[TEXT EXCERPT]

Murphy Strikes at BuAer
The article on the “Supersonic Revolution” [by Richard P. Hallion in the July issue] was terrific. It reminded me of my days working for the Navy Department, Bureau of Aeronautics, in the early 1950s, when I developed a method for predicting transonic pressure drag. When asked by a BuAer contractor what my basis was, I told him I used D-558-2 flight test data, which had been published in a secret document and was distributed to all contractors. He later told me they had never received the data. A check revealed that the BuAer mailroom had received the reports late in the day; with no place to store them overnight, they opted to destroy them. A fast reprint was distributed.
I also visited NACA with Grumman engineers to discuss the application of the area rule to the F11F-1 with Dick Whitcomb. When the airplane began flight tests, its performance was poor, due to high drag. I asked Whitcomb what the problem was, and he said they had not used his area rule, but that of another engineer.
I noted the article in your May edition on “The World’s Ugliest Airplanes,” by Stephan Wilkinson. About five years ago I saw a photo of the British AD Scout and made a 1/32nd-scale balsa model (no plans) because it was certainly different (ugly). I’ve enclosed a photo of the model. Considering its aerodynamic deficiencies, I included an ambulance, nurse and stretcher!

[EXCERPTED DATA]
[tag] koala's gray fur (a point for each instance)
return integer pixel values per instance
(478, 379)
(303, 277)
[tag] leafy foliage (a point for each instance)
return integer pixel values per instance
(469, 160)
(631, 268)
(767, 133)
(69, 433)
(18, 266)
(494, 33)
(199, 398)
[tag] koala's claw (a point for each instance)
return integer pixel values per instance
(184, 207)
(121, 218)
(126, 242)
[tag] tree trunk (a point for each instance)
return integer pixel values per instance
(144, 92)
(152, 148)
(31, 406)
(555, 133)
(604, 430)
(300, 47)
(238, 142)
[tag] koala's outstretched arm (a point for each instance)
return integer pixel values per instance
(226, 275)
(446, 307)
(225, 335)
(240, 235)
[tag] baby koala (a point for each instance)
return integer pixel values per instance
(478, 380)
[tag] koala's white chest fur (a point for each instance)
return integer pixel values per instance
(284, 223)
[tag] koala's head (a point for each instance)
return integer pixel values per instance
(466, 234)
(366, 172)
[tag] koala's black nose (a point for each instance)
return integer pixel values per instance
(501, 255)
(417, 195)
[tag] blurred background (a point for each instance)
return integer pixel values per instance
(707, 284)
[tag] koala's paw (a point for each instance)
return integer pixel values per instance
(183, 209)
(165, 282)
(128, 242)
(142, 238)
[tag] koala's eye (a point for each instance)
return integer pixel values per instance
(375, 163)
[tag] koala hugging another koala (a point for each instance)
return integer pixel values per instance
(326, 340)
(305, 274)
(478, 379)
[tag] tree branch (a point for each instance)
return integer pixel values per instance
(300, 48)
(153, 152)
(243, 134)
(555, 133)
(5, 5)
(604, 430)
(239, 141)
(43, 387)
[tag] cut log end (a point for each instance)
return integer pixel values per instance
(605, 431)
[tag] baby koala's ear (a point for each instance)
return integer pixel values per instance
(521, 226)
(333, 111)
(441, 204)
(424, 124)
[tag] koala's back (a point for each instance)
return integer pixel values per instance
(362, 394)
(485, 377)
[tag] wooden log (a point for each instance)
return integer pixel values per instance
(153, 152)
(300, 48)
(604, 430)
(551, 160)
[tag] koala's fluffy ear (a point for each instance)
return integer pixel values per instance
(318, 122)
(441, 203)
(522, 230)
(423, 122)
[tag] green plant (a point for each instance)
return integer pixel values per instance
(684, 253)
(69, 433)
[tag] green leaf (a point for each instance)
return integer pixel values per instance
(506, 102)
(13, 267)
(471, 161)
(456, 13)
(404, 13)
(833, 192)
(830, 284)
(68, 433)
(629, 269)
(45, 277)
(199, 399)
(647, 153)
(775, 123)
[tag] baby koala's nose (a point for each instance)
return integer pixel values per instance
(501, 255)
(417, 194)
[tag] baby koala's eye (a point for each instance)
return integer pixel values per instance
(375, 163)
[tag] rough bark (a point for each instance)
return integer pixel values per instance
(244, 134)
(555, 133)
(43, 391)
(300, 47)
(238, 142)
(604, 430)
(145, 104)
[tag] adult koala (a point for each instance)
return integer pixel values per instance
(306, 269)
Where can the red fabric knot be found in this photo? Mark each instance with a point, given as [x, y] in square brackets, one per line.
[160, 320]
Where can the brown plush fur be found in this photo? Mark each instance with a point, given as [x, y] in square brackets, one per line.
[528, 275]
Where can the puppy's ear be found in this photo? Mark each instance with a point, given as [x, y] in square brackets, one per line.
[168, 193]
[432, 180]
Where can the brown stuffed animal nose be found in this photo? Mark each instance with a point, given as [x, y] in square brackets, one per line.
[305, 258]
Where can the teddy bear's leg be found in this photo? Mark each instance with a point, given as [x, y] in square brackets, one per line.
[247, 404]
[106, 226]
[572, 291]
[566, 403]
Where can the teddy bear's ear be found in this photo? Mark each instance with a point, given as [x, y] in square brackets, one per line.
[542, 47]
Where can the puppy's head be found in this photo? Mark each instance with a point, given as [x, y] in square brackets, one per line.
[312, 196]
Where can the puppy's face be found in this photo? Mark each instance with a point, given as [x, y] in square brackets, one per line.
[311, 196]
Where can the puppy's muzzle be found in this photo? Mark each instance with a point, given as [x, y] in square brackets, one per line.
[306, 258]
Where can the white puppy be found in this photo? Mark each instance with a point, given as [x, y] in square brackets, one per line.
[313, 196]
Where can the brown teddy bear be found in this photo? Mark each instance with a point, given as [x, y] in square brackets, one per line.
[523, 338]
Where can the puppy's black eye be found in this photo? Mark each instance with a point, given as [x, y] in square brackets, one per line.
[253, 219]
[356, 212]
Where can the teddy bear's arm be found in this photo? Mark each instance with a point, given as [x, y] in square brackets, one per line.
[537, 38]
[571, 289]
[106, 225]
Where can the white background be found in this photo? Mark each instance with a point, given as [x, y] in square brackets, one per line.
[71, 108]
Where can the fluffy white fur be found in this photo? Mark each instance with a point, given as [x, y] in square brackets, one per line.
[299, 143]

[WHAT THE TASK ASKS]
According to the text, what did the BuAer mailroom do with the reports it received late in the day? Answer from the text alone, not from the lines.

[SOLUTION FOR THIS EXERCISE]
It destroyed them because it had no place to store them overnight.